### TASK TO CARRY OUT
Lines before the one containing "Question. In the picture above, identify the white jersey" are excluded. Repeat that line and every line after it, exactly.

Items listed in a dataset

=====

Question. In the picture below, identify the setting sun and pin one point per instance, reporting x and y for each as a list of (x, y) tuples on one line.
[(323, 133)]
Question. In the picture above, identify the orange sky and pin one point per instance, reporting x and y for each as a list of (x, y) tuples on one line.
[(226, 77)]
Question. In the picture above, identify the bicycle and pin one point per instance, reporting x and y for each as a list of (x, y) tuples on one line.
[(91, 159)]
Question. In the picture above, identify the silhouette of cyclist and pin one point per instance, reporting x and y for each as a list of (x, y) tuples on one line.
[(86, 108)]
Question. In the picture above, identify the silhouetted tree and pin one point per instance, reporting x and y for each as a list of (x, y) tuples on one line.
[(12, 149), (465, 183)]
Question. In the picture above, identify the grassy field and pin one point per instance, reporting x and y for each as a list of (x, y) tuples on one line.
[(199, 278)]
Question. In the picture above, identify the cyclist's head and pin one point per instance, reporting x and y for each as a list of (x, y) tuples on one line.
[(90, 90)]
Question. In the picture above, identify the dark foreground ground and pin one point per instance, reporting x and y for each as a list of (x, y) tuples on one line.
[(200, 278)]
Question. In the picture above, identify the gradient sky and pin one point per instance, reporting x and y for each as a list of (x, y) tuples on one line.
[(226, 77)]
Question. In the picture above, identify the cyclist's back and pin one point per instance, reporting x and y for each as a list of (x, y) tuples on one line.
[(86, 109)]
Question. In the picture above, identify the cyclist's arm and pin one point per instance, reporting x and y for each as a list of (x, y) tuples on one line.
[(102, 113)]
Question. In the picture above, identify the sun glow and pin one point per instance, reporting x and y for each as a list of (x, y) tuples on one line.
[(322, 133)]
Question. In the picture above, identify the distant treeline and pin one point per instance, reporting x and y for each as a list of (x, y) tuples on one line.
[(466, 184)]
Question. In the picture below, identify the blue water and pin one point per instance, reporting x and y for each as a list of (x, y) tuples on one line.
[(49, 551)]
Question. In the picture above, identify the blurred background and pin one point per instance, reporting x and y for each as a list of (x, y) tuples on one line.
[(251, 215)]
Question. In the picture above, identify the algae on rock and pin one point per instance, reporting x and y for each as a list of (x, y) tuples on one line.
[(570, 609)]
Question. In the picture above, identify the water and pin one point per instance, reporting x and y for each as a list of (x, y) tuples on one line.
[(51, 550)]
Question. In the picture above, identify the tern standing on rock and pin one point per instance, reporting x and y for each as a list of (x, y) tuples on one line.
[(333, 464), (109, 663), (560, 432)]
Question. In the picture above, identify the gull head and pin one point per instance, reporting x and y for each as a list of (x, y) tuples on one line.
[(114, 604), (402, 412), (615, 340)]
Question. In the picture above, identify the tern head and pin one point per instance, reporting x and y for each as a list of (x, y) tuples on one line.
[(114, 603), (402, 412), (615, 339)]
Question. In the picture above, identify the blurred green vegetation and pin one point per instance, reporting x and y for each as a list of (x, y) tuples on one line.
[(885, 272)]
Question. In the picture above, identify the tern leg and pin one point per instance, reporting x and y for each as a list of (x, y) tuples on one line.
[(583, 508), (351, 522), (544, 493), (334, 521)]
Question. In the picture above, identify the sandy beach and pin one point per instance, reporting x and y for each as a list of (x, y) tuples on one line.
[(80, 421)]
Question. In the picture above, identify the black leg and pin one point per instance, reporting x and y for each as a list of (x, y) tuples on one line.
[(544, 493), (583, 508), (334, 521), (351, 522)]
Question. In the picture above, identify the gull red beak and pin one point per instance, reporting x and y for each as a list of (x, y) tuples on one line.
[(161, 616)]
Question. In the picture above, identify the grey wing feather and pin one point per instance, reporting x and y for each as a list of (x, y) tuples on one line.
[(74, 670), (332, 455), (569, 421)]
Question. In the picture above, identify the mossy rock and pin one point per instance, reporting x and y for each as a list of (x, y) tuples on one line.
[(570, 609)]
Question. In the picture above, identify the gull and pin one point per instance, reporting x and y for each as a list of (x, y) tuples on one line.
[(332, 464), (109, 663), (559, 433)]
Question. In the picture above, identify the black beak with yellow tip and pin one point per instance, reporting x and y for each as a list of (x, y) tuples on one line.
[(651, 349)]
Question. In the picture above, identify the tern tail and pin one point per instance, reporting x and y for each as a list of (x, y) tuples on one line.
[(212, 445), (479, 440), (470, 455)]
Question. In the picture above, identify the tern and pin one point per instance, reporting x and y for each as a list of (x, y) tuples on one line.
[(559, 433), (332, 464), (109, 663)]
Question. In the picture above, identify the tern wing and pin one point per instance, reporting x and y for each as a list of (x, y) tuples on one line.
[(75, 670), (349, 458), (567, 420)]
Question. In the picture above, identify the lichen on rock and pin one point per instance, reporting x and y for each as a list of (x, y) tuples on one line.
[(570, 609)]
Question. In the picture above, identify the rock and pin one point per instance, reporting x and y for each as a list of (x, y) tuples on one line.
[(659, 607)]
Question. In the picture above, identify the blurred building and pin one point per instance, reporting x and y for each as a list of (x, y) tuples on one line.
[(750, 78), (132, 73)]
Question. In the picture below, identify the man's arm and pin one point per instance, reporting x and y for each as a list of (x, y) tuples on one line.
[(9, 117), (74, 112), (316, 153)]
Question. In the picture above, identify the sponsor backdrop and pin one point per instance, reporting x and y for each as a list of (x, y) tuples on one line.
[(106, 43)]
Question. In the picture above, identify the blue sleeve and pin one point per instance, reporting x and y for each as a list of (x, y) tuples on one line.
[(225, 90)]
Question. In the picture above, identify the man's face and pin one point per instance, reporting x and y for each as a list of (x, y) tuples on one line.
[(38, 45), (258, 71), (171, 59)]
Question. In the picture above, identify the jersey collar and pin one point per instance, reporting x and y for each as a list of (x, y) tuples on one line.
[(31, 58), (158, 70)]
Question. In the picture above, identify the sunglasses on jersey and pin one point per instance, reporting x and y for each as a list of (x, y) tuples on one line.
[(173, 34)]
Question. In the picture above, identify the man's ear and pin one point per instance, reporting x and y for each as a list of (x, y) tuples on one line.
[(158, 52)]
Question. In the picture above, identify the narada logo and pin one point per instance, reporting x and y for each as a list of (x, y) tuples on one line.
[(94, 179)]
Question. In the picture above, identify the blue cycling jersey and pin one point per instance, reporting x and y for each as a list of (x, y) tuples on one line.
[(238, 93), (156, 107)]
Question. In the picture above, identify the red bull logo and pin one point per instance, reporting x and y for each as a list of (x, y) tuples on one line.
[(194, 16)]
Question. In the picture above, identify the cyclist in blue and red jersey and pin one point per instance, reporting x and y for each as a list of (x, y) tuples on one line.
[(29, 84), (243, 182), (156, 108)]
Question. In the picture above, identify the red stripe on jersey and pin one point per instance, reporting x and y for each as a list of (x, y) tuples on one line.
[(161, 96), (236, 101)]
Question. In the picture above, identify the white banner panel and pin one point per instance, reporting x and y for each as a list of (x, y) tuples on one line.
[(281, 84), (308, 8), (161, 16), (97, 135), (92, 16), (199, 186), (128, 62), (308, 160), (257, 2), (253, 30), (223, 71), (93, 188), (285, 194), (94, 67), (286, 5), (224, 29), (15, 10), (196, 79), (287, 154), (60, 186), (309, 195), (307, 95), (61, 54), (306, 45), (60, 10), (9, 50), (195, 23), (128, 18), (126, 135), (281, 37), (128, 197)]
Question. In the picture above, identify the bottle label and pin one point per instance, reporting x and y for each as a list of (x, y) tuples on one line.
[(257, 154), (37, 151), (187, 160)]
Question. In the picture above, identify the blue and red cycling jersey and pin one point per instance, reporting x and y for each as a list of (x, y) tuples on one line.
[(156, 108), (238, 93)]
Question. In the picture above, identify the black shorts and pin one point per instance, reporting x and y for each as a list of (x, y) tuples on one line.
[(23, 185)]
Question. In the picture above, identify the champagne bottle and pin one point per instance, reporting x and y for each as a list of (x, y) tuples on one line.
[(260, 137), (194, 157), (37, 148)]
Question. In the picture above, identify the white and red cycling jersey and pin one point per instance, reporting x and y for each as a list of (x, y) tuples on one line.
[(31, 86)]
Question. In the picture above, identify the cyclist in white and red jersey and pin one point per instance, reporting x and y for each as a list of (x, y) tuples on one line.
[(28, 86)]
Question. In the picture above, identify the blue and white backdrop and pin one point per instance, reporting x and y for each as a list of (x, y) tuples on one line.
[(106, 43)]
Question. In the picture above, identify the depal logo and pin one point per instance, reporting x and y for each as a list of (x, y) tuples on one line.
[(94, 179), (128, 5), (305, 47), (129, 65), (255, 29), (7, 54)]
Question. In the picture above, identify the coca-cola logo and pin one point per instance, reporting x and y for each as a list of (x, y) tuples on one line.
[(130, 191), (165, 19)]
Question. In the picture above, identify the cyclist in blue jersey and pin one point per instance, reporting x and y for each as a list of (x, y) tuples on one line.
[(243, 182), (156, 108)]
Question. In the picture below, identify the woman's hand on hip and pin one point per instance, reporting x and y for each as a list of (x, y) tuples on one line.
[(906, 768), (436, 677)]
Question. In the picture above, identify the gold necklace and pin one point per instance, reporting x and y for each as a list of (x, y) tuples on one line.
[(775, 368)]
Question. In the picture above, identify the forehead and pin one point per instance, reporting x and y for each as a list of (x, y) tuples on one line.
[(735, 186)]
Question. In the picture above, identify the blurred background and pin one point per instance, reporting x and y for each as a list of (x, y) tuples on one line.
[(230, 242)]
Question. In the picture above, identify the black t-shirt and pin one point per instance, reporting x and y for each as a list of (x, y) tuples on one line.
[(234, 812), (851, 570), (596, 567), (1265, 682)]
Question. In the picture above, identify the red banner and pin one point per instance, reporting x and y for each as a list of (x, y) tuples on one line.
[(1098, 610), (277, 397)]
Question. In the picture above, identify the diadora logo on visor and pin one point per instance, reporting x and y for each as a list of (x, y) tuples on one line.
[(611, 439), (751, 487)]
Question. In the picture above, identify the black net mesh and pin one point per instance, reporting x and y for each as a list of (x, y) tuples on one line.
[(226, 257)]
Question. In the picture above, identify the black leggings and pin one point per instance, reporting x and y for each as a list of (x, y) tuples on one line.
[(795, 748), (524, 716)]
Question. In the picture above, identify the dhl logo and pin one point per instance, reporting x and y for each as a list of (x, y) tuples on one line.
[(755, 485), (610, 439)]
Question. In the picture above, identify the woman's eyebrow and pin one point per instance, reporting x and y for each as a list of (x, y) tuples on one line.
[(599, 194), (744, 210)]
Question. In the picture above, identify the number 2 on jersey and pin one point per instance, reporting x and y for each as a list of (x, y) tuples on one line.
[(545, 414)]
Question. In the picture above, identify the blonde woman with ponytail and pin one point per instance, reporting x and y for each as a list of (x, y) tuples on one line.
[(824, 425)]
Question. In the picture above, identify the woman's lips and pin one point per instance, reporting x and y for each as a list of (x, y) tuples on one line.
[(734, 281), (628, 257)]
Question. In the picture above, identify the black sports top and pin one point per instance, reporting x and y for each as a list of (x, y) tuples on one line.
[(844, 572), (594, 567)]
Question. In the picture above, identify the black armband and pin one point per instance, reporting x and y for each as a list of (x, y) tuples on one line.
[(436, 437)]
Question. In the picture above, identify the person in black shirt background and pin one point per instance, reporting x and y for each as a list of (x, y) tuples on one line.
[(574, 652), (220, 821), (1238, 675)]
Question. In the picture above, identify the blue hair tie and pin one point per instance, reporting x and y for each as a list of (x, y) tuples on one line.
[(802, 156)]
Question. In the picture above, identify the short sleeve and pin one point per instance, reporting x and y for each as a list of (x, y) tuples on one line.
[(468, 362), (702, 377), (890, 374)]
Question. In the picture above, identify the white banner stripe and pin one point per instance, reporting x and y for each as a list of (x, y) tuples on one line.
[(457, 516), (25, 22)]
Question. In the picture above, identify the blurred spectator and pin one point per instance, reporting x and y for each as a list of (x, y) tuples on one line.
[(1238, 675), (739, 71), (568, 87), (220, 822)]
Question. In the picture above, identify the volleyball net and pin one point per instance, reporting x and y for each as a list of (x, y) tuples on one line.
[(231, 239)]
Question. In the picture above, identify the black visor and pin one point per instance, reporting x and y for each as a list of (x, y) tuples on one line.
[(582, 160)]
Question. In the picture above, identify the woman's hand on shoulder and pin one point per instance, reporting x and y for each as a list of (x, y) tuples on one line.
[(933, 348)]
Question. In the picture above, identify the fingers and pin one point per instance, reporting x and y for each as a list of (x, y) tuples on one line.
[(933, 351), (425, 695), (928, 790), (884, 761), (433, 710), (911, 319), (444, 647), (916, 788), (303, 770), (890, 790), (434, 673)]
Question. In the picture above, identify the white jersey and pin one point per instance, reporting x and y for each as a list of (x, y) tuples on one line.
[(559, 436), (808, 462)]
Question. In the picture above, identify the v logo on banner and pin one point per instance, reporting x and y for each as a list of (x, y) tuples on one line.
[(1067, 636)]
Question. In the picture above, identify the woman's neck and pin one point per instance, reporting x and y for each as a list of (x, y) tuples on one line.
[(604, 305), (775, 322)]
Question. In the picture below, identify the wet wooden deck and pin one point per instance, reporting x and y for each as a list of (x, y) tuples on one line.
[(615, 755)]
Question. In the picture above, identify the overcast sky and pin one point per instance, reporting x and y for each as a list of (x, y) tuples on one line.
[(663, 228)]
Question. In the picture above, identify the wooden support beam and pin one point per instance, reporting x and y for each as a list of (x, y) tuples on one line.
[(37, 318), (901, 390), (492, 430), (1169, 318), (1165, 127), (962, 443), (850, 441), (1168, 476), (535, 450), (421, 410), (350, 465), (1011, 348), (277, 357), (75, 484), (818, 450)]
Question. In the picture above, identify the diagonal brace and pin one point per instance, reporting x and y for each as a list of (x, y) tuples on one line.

=====

### RESPONSE
Question. In the picture above, identify the white jersey and pin one point per instance, reporting x and y for each as a list of (x, y) tuples on one line.
[(559, 436), (808, 462)]
Question. In the picture above, identify the v logo on banner and pin one point per instance, reporting x and y for each as a list of (x, y) tuples on one line.
[(1067, 636)]
Question. In the picture above, identify the woman's neck and pin one point per instance, reporting x and y for each as a list of (x, y) tuples on one line.
[(604, 305), (775, 322)]
Question. In the picture below, identify the wet wooden deck and pin one point per instance, reporting x and y for each as a list of (x, y) tuples on one line.
[(615, 755)]
Question. In the picture above, identify the overcast sky and pin one point per instance, reporting x and y for each as a list of (x, y) tuples on one line.
[(663, 228)]
Question. In the picture above, identify the wooden support beam and pin one point per instance, reporting x and y for each as a list of (x, y) tuples on one line.
[(37, 318), (901, 390), (492, 430), (1169, 318), (1165, 127), (962, 443), (850, 441), (1168, 476), (535, 450), (421, 410), (350, 465), (1011, 348), (277, 357), (75, 484), (818, 450)]
Question. In the picture above, identify the diagonal brace and pin one point per instance, reporting x and y for each as a list of (x, y) tuples on one line.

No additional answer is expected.